** RECORDS TO PROCESS **
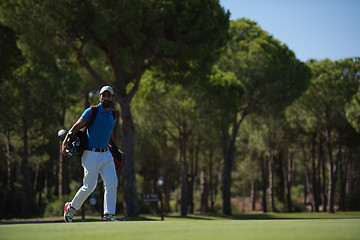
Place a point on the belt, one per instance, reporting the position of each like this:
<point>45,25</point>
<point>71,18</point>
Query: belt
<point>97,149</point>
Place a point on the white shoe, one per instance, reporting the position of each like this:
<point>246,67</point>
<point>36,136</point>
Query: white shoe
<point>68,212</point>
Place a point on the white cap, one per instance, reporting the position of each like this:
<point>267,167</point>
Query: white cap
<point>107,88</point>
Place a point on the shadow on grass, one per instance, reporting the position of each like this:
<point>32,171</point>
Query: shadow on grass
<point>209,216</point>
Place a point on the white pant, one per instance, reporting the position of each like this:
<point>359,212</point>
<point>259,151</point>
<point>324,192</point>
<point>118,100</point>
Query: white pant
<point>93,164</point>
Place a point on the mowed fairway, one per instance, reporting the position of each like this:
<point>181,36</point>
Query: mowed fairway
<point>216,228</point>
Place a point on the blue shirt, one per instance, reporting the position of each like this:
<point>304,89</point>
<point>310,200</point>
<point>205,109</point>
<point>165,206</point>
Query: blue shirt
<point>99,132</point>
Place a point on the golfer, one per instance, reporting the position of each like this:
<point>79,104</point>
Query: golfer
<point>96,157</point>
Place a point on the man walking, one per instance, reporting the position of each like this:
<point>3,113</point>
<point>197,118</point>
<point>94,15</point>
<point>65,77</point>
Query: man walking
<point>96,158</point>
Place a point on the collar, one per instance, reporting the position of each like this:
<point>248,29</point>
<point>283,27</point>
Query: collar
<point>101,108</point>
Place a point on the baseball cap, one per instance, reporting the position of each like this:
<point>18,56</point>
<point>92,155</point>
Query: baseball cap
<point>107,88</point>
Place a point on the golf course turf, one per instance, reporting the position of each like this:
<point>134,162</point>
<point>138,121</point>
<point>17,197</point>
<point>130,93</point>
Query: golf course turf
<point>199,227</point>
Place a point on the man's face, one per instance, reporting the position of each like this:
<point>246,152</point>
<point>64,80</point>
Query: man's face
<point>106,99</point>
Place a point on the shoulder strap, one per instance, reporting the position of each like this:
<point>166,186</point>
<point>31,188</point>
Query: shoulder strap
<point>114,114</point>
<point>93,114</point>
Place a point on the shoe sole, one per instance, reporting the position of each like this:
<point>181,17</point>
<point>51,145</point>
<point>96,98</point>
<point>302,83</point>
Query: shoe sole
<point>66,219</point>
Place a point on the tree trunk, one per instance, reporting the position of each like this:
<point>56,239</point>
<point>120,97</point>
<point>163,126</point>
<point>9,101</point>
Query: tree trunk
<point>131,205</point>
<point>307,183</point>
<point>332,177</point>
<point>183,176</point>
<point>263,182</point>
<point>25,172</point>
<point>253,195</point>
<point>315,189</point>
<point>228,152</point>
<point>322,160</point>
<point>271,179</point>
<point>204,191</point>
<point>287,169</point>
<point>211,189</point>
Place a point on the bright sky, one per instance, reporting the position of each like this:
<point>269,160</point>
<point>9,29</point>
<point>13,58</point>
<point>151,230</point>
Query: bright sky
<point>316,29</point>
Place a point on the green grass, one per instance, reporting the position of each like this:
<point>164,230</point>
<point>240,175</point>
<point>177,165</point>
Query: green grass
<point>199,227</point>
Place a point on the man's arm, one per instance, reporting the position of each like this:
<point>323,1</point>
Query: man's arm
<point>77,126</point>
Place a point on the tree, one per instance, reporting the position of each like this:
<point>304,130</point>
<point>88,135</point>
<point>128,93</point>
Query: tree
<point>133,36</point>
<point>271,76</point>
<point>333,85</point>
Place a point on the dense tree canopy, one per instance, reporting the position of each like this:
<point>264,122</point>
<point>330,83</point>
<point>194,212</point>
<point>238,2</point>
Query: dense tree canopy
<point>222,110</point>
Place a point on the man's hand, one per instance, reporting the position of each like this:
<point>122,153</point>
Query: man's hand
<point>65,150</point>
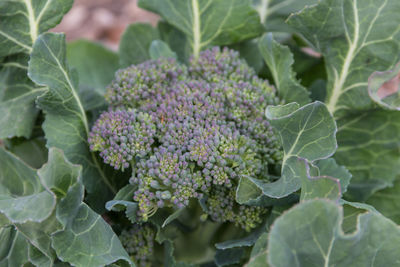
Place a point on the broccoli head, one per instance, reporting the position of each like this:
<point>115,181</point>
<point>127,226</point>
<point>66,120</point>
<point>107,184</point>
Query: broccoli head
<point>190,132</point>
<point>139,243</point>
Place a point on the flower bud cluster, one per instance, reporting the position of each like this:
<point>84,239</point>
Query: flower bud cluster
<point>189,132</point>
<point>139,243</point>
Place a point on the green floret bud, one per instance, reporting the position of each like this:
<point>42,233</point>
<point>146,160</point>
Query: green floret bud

** TASK DESCRIPTION **
Would you please repeat exactly the lines above, starting at the line with "<point>3,113</point>" and stopping at the line with "Place a point on the green grass, one", both included?

** EXERCISE SOLUTION **
<point>3,113</point>
<point>197,118</point>
<point>94,15</point>
<point>65,77</point>
Query: man walking
<point>96,158</point>
Place a point on the collar, one per instance, reporting the position of each like this:
<point>248,29</point>
<point>283,27</point>
Query: collar
<point>101,108</point>
Place a point on the baseball cap, one per instance, reporting the position of each like this:
<point>18,56</point>
<point>92,155</point>
Query: baseball cap
<point>107,88</point>
Place a point on the golf course turf, one per instance, reporting the position of each like this:
<point>134,162</point>
<point>138,121</point>
<point>17,197</point>
<point>130,93</point>
Query: golf course turf
<point>199,227</point>
Place a point on the man's face, one per instance, reporting the position of each like this:
<point>246,152</point>
<point>64,80</point>
Query: man's face
<point>106,99</point>
Place a point on the shoulder strap, one per instance, reporting the position of each like this:
<point>166,186</point>
<point>31,188</point>
Query: shoulder strap
<point>114,114</point>
<point>93,114</point>
Place a point on the shoe sole, one per instance, reporting the position of each like this:
<point>181,17</point>
<point>51,145</point>
<point>96,98</point>
<point>302,83</point>
Query: shoe sole
<point>66,219</point>
Place a point on the tree trunk, one per instance, reporting the position of each like this:
<point>56,239</point>
<point>120,97</point>
<point>163,126</point>
<point>9,101</point>
Query: tree trunk
<point>131,205</point>
<point>307,183</point>
<point>332,177</point>
<point>183,176</point>
<point>263,182</point>
<point>25,172</point>
<point>253,195</point>
<point>315,189</point>
<point>228,152</point>
<point>322,160</point>
<point>271,179</point>
<point>204,191</point>
<point>287,169</point>
<point>211,189</point>
Place a point on the bright sky, one per instance, reporting the position of each like this:
<point>269,160</point>
<point>9,29</point>
<point>13,58</point>
<point>151,230</point>
Query: bright sky
<point>316,29</point>
Place a point on the green grass, one per instance, reporting the position of each like this:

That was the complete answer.